* **CONSIGNE**
Recopiez fidèlement le passage du texte sur Germain Rukuki compris entre « A ce titre, la » et « 17 juillet 2019. », ces deux bornes incluses.

Monsieur le Président,

32, c’est le nombre d’années de prison auxquelles Germain Rukuki, membre de l’ACAT Burundi, a été condamné pour avoir conduit des activités légitimes et pacifiques de défense des droits humains au Burundi.

A ce titre, la FIACAT souhaite rappeler ici que Germain Rukuki avait été condamné le 26 avril 2018 par la Haute Cour de Ntahangwa pour « rébellion », « atteinte à la sécurité de l'État », « participation à un mouvement insurrectionnel » et « attentat contre le chef de l'État ». Ce verdict avait été confirmé par la Cour d'appel de Ntahangwa le 17 juillet 2019.

Plus récemment, la Cour suprême du Burundi a cassé le 30 juin 2020 l'arrêt pris par la Cour d'appel, tout en ordonnant un nouveau procès. Elle en a également profité pour rappeler à la Cour d'appel les normes du procès équitable et les droits de l'accusé en affirmant que ces droits « font partie intégrante de la Constitution aux termes de son article 19 ».

Le dossier de Germain Rukuki fait actuellement l'objet de délibérations, et le jugement est attendu le 24 avril prochain soit un an après l'audience de la Cour suprême.

Monsieur le Rapporteur Spécial sur les défenseurs des droits humains, la FIACAT vous demande de relayer ses préoccupations en exigeant la libération de Germain Rukuki, le défenseur des droits humains le plus lourdement condamné au Burundi et de veiller à l’application des garanties du procès équitables proclamées par la Charte de Banjul.

* **EXTRAITS DES LIGNES**

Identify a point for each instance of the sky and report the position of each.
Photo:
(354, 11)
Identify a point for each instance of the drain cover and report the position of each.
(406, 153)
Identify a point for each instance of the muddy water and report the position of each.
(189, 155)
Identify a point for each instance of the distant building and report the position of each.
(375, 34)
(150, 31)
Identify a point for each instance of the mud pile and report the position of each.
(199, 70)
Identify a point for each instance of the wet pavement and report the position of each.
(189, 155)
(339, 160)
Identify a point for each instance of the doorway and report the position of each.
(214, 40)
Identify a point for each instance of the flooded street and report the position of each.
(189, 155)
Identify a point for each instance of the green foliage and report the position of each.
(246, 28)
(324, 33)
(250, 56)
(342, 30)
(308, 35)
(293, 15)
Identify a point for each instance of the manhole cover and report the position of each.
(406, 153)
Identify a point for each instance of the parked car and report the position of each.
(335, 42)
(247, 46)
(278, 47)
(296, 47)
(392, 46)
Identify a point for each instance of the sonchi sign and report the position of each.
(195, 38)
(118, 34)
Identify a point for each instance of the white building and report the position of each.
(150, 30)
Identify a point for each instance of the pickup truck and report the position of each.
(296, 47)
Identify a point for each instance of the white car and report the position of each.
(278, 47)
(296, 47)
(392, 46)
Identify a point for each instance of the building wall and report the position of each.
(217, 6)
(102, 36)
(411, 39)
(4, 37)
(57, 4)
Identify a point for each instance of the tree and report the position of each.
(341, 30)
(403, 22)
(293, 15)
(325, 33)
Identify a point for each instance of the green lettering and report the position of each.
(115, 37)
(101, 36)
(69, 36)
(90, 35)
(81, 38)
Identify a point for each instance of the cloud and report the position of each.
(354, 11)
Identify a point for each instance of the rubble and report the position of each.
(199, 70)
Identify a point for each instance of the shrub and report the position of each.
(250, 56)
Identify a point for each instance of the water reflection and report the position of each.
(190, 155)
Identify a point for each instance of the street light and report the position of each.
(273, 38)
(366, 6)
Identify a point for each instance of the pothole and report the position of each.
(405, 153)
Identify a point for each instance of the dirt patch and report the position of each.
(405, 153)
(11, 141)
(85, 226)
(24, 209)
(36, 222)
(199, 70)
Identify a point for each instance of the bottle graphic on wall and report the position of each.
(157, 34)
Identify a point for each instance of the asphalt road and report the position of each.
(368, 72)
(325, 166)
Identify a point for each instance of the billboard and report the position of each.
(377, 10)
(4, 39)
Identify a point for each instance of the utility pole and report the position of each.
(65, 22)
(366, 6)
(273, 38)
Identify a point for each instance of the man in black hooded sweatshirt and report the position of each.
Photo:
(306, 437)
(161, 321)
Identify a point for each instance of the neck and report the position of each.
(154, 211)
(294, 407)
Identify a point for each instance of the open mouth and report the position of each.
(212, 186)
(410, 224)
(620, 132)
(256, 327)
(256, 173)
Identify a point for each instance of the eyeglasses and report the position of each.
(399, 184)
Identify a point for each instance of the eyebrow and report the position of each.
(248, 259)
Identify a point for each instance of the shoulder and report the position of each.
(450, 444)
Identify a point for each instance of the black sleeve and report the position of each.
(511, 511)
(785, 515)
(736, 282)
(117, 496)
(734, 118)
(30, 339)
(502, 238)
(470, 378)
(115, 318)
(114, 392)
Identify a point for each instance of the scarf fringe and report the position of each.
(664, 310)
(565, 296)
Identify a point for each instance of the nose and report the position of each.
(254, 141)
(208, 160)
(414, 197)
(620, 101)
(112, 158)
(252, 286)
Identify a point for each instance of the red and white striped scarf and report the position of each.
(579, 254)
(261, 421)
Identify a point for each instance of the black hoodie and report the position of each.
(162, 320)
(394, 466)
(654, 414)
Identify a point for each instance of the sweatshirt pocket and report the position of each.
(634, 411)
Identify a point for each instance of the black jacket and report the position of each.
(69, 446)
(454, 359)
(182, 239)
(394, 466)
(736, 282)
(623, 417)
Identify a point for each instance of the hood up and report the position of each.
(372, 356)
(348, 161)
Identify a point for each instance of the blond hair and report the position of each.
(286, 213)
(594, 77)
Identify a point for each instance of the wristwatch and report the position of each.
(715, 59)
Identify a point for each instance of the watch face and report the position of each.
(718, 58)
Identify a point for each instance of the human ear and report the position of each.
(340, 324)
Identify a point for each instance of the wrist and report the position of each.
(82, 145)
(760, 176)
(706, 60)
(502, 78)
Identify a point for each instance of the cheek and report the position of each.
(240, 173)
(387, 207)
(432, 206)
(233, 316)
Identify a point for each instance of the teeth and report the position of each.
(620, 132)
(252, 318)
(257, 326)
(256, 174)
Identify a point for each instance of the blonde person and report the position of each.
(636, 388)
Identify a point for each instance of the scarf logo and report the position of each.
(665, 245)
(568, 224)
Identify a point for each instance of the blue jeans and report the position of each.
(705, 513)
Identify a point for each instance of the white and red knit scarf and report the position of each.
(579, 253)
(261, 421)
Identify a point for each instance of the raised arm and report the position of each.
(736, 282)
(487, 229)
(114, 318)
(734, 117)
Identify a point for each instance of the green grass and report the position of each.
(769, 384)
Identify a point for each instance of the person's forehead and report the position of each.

* **RÉPONSE ATTENDUE**
A ce titre, la FIACAT souhaite rappeler ici que Germain Rukuki avait été condamné le 26 avril 2018 par la Haute Cour de Ntahangwa pour « rébellion », « atteinte à la sécurité de l'État », « participation à un mouvement insurrectionnel » et « attentat contre le chef de l'État ». Ce verdict avait été confirmé par la Cour d'appel de Ntahangwa le 17 juillet 2019.